BEGIN EXCERPTED DATA

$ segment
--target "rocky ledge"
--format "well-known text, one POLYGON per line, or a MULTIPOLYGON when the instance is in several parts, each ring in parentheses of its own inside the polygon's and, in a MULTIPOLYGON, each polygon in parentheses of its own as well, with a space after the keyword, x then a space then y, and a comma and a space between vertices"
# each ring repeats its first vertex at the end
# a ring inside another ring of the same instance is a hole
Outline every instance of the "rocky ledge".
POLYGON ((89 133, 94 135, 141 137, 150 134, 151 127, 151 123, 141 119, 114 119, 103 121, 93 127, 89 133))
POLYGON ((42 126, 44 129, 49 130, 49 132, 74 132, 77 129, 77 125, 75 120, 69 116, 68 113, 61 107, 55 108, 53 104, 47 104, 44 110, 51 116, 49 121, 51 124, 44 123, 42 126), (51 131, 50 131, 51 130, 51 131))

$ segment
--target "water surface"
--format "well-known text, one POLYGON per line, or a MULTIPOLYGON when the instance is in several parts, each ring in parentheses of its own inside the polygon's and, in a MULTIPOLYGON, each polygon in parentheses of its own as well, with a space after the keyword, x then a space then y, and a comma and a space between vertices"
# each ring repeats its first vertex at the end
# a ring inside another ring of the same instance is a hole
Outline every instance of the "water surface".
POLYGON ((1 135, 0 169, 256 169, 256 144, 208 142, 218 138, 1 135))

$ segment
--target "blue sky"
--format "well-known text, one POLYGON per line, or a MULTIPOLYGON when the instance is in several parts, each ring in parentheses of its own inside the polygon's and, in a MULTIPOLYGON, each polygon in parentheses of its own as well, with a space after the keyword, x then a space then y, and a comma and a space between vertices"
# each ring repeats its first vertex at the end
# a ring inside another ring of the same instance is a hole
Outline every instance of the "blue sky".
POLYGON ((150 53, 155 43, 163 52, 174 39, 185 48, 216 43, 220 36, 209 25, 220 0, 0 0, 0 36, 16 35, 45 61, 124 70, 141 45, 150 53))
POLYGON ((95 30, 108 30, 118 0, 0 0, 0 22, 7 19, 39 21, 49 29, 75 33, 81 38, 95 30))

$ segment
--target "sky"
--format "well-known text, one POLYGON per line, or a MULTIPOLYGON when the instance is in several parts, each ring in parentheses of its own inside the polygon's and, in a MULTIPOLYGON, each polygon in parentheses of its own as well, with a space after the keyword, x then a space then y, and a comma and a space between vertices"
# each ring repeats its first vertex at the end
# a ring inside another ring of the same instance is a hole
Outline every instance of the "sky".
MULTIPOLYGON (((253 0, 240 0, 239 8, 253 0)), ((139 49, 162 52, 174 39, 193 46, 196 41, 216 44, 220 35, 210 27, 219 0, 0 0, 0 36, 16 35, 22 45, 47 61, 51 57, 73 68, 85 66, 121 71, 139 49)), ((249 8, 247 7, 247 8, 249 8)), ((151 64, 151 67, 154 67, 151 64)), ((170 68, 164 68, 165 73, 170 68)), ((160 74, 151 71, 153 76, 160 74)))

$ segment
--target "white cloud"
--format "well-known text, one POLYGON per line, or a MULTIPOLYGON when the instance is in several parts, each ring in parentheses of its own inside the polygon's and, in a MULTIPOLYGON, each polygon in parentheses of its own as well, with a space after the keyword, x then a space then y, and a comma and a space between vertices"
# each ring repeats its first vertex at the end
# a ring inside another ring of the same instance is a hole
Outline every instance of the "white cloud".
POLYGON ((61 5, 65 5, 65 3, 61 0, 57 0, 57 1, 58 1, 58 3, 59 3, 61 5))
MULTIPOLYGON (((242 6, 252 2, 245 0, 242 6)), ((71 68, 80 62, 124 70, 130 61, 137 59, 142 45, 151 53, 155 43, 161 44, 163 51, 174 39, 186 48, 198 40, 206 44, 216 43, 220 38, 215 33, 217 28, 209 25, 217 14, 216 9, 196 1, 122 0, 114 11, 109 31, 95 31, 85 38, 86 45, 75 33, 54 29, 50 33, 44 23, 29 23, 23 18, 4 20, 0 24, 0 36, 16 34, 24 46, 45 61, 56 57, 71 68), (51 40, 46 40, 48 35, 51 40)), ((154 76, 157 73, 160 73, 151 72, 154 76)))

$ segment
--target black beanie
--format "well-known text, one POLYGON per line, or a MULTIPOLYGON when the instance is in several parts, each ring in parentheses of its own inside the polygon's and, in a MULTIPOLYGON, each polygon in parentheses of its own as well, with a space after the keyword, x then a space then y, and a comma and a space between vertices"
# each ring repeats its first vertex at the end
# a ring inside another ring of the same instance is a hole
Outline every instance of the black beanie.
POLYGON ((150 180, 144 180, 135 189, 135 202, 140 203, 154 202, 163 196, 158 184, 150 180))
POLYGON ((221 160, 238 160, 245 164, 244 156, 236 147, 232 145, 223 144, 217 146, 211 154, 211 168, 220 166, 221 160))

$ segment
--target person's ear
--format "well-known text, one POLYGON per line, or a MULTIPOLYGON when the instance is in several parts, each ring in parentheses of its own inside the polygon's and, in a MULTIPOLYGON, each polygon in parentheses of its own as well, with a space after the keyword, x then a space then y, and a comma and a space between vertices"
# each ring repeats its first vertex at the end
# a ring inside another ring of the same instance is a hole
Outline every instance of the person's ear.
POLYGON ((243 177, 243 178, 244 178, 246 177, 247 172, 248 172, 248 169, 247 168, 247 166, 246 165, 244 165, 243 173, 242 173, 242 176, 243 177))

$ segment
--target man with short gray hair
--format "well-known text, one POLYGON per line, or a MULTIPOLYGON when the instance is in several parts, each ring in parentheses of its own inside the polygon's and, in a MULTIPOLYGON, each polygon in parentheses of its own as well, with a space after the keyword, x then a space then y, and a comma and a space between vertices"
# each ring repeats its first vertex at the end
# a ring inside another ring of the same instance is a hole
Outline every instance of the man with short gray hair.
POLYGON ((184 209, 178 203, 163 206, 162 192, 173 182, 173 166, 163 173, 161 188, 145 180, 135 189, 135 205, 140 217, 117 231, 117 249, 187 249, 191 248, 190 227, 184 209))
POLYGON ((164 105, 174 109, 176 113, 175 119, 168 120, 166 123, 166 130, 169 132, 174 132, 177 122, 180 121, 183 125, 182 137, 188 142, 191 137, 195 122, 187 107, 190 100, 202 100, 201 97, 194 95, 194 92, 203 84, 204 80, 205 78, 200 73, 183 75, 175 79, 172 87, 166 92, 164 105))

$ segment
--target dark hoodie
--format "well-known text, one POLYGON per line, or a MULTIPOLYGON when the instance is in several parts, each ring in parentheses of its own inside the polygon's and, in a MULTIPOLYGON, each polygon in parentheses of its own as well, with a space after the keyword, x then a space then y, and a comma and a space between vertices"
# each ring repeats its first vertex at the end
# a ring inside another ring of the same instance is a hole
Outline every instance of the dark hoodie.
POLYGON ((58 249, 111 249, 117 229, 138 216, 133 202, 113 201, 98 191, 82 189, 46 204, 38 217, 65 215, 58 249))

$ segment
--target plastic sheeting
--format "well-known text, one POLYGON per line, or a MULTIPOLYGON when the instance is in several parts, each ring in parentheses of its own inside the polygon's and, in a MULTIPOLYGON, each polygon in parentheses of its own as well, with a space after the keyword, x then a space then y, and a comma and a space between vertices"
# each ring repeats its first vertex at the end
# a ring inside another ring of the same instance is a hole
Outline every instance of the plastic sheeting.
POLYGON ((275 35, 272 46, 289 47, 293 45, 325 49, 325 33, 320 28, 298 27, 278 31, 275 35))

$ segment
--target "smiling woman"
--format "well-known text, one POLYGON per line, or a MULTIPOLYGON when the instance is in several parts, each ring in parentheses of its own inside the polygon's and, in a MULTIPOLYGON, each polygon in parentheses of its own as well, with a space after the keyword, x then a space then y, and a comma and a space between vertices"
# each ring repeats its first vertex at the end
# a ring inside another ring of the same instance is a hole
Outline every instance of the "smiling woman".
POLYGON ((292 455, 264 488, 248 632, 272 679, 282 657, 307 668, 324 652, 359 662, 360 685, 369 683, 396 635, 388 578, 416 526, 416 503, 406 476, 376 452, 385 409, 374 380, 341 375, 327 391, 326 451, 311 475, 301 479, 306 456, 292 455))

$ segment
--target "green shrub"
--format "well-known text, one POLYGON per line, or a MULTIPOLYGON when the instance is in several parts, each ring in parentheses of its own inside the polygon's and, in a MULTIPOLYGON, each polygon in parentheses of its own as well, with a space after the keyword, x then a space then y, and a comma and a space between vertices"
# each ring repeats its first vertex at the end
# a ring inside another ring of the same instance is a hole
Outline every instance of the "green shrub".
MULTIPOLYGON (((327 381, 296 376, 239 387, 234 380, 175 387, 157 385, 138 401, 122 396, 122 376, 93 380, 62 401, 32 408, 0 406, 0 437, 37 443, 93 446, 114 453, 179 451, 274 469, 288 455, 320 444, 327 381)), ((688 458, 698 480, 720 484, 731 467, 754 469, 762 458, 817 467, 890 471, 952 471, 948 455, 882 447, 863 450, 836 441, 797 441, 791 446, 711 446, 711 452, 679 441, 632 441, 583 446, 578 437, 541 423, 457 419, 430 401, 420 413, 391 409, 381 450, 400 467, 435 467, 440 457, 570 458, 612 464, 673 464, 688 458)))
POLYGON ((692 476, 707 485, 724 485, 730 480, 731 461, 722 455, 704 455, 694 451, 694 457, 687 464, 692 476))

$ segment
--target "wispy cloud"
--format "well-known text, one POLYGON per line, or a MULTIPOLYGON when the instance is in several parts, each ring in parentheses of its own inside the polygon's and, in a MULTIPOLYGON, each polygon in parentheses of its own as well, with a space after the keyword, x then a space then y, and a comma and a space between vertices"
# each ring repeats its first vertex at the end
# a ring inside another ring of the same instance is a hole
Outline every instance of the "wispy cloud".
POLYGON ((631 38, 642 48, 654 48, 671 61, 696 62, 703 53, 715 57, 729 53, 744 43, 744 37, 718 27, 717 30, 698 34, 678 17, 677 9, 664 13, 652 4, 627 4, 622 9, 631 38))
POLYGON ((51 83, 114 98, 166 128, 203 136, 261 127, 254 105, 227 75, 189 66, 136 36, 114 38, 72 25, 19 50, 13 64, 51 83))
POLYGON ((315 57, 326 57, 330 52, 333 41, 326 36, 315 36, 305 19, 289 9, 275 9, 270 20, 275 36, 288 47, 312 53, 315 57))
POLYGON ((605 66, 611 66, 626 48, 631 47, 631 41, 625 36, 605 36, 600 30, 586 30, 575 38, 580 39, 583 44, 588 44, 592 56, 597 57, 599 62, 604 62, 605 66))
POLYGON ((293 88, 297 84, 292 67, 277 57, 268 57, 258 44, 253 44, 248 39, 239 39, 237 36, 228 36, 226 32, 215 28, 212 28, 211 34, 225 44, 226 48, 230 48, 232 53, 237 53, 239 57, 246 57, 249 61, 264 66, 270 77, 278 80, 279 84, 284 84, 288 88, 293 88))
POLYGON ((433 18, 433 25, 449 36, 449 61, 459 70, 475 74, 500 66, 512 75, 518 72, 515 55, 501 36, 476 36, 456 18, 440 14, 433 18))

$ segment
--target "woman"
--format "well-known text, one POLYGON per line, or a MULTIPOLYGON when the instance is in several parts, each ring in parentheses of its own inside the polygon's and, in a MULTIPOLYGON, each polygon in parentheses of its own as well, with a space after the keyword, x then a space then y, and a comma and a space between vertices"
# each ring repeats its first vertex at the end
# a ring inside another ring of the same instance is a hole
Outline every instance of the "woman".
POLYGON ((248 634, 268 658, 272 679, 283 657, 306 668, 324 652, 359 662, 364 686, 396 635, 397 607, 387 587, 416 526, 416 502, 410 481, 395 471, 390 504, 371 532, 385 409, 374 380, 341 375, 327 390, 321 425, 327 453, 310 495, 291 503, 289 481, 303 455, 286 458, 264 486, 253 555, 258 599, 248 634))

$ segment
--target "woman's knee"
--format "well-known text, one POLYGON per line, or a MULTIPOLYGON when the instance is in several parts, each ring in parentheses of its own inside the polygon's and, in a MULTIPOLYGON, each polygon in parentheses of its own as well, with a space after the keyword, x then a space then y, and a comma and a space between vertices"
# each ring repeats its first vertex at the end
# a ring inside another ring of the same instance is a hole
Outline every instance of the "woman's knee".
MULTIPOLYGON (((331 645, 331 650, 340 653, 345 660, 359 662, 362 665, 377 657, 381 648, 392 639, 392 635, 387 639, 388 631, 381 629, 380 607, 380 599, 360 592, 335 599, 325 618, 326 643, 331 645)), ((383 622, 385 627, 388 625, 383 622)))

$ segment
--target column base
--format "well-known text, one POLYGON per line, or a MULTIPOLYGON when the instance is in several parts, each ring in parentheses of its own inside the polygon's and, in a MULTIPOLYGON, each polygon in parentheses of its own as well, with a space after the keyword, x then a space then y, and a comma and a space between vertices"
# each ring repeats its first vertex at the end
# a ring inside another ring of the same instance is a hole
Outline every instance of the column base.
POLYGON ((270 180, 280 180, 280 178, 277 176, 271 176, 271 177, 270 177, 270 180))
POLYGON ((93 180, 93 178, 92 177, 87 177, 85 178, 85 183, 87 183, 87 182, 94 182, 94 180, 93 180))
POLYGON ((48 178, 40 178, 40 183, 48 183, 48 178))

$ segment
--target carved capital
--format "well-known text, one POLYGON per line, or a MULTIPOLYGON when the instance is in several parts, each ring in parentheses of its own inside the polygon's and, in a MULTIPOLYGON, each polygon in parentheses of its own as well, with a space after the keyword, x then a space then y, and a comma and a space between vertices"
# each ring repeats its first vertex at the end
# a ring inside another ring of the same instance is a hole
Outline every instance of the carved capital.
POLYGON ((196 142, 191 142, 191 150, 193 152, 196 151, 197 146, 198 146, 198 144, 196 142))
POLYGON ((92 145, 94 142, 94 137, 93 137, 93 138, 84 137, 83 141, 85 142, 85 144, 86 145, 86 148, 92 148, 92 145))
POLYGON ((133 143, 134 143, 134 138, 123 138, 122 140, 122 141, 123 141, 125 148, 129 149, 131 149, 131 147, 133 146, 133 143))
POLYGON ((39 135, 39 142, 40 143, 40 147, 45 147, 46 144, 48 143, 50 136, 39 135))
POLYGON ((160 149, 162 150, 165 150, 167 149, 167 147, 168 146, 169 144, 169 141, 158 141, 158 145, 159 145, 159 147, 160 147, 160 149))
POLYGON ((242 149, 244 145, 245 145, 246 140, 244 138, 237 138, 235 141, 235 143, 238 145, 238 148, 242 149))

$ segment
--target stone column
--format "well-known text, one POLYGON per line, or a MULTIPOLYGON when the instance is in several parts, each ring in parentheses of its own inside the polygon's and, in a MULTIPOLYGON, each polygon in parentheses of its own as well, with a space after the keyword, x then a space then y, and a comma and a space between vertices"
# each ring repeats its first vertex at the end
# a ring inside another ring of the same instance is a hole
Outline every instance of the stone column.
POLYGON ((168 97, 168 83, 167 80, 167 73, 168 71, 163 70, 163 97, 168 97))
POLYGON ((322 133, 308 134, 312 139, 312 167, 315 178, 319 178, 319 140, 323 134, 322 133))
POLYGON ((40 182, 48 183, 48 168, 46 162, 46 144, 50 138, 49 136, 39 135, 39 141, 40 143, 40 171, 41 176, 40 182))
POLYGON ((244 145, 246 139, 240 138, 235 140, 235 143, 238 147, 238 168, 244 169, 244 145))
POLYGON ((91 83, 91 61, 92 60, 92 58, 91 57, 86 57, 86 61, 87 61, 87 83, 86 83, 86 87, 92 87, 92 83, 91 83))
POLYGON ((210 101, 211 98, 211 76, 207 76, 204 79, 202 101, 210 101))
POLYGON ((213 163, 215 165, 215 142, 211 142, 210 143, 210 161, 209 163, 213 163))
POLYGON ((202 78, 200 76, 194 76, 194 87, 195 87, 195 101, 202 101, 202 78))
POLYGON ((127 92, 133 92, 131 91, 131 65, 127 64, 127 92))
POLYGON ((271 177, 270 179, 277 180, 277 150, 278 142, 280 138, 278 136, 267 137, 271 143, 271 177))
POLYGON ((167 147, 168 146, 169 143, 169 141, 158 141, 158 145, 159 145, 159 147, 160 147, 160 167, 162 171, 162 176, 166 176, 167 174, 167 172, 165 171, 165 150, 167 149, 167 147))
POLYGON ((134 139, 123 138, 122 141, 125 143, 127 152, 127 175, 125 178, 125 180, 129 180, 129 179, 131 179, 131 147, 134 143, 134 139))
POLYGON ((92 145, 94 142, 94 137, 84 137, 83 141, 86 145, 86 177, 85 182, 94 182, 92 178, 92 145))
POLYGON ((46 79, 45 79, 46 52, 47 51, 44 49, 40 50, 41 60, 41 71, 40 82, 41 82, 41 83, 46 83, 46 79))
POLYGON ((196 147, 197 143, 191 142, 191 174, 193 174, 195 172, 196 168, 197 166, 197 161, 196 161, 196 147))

END EXCERPTED DATA

> **WHAT IS NEEDED**
Format the stretch of the data from its first line through the line containing "POLYGON ((89 133, 94", both included, as a Markdown table with a Row column for the row number and a Line column for the line itself. Leave out blank lines.

> **RESPONSE**
| Row | Line |
|---|---|
| 1 | $ segment |
| 2 | --target "rocky ledge" |
| 3 | --format "well-known text, one POLYGON per line, or a MULTIPOLYGON when the instance is in several parts, each ring in parentheses of its own inside the polygon's and, in a MULTIPOLYGON, each polygon in parentheses of its own as well, with a space after the keyword, x then a space then y, and a comma and a space between vertices" |
| 4 | # each ring repeats its first vertex at the end |
| 5 | # a ring inside another ring of the same instance is a hole |
| 6 | Outline every instance of the "rocky ledge". |
| 7 | POLYGON ((89 133, 94 135, 141 137, 150 134, 151 127, 151 123, 141 119, 114 119, 103 121, 93 127, 89 133)) |